**READING PASSAGE**.
Liberty by Kim Iverson Headlee is on virtual book tour. The historical romance stops at Readeropolis with an author guest post...
Liberty by Kim Iverson Headlee is on virtual book tour.
The historical romance stops at Readeropolis with an author guest post.
Be sure to enter for a chance to win the giveaway for a $20 Amazon GC and follow the Silver Dagger book tour (for other dates see the link at the bottom of the post).
Historical Research Connected to Liberty
Thank you for hosting Liberty on your blog today!
In September 2000, British archaeologists announced an extraordinary find: the cremated remains of a wealthy
young woman buried in a Roman-era paupers’ cemetery on the south bank of the Thames, outside the perimeter of
AD second-century London. The ossuary was remarkable for its eight oil lamps, bearing gladiator and Egyptian
motifs; evidence of an exotic feast that included almonds, dates, and figs; and traces of stone pine incense from the
cones of trees that grew nowhere in Britain save for the grounds encircling London’s amphitheater. The “Great
Dover Street Woman,” as the London Museum archaeologists prosaically named her, was either a gladiator’s
aristocratic consort or else a superstar gladiatrix in her own right.
I chose the latter interpretation and gave her a story.
Carbon dating placed Great Dover Street Woman’s remains at about a hundred years earlier than I depicted,
coinciding with the rebuilding of London’s amphitheater following a cataclysmic fire, and at about the same time as
the opening of Rome’s Flavian Amphitheater, or Colosseum, as it quickly came to be known. Since I wanted to
show an emperor who wasn’t a raving megalomaniac, I employed literary license to set Rhyddes’s story during the
early reign of Emperor Marcus Aurelius and the governorship of Sextus Calpurnius Agricola.
Contemporary inscriptions show that Agricola was responsible for refurbishing an eastern section of Hadrian’s Wall,
and Roman lighthouses were built along Britain’s northeastern coastline at approximately the same time. If those
lighthouses weren’t Agricola’s idea, they should have been.
Other historic personages in Liberty include the emperor’s wife, Empress Faustina, and their son, Prince
Commodus—who did not grow up to murder his father, as shown in Russell Crowe’s movie Gladiator, although
Commodus did enjoy fighting as a gladiator in later years and became arguably the worst of Rome’s megalomaniac
emperors.

**ENTRIES SHOWN**.
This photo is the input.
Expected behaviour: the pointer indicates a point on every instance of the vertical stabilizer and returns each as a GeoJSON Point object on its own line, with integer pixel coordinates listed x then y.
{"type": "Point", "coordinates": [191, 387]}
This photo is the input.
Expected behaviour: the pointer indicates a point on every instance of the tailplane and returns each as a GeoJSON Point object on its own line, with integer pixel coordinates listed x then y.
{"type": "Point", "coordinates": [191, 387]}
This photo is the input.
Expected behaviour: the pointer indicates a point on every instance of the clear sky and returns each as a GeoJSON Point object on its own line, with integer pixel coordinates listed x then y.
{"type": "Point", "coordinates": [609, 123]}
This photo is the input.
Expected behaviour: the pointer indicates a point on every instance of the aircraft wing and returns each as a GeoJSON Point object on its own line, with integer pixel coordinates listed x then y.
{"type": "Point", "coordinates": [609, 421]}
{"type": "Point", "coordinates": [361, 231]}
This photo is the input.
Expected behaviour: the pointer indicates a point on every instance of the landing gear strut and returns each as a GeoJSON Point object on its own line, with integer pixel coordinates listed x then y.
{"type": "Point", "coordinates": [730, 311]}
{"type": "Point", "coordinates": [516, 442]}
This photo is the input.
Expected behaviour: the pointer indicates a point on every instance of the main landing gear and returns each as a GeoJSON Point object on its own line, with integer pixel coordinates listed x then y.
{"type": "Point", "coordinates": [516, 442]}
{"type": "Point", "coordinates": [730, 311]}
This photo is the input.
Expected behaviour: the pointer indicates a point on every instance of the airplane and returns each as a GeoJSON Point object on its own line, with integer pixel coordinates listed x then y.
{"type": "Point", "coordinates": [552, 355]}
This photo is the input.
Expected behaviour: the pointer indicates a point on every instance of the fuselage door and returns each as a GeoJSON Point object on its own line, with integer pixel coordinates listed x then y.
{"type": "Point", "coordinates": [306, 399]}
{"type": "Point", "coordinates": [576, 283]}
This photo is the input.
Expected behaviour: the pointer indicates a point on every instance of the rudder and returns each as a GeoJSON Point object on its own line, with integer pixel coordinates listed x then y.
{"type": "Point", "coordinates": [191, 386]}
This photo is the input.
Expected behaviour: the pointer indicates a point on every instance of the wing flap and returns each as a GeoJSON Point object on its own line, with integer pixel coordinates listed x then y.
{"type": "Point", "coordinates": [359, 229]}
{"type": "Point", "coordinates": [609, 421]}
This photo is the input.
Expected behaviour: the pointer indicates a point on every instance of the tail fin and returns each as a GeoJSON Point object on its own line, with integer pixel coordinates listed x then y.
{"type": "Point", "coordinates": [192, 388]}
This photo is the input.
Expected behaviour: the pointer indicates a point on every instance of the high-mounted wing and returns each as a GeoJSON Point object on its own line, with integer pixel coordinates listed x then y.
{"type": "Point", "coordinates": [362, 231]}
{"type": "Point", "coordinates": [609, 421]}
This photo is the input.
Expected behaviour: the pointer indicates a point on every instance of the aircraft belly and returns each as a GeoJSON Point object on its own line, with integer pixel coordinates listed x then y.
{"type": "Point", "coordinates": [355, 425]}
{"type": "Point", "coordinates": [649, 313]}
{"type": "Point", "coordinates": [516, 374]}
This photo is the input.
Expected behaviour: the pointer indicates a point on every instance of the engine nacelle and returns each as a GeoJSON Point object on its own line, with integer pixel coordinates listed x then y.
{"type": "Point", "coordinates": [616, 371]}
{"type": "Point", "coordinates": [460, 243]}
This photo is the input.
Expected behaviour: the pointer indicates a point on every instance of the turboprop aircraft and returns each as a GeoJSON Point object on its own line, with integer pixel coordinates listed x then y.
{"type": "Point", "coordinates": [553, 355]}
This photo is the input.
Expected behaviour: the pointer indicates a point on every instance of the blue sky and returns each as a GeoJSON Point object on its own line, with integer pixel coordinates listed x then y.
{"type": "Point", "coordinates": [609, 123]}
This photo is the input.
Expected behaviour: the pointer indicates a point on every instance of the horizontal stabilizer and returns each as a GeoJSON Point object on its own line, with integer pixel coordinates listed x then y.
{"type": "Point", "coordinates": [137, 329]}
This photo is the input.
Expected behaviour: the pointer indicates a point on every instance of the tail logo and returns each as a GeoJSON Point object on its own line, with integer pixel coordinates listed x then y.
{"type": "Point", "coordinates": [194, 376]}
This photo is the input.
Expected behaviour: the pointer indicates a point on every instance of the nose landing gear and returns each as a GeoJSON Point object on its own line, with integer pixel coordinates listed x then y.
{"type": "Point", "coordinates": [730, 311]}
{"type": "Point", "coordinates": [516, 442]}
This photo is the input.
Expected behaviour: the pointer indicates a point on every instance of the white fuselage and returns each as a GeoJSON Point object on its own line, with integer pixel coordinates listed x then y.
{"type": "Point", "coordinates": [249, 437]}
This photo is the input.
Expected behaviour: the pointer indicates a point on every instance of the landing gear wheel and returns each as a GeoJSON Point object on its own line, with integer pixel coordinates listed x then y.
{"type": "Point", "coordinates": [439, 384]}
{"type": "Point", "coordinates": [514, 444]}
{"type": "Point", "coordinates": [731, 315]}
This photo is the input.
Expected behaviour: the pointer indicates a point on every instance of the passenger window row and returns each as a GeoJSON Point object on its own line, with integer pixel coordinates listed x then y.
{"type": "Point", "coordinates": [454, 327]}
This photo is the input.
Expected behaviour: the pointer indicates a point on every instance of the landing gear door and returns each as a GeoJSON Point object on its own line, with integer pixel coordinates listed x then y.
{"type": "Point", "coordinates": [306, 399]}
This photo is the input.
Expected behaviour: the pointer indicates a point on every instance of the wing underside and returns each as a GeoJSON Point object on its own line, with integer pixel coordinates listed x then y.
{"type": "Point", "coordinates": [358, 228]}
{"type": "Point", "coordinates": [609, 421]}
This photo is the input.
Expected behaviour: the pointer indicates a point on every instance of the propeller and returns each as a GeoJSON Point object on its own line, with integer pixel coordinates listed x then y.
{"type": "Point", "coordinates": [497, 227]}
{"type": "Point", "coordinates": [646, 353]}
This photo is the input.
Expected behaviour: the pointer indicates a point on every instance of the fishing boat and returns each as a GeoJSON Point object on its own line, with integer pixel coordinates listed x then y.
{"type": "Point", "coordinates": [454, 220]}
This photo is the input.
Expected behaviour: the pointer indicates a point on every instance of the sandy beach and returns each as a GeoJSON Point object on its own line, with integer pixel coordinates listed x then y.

**THE TASK**. In the guest post about Liberty, when did British archaeologists announce their find of a wealthy young woman's cremated remains?

**FINISHED TASK**. September 2000.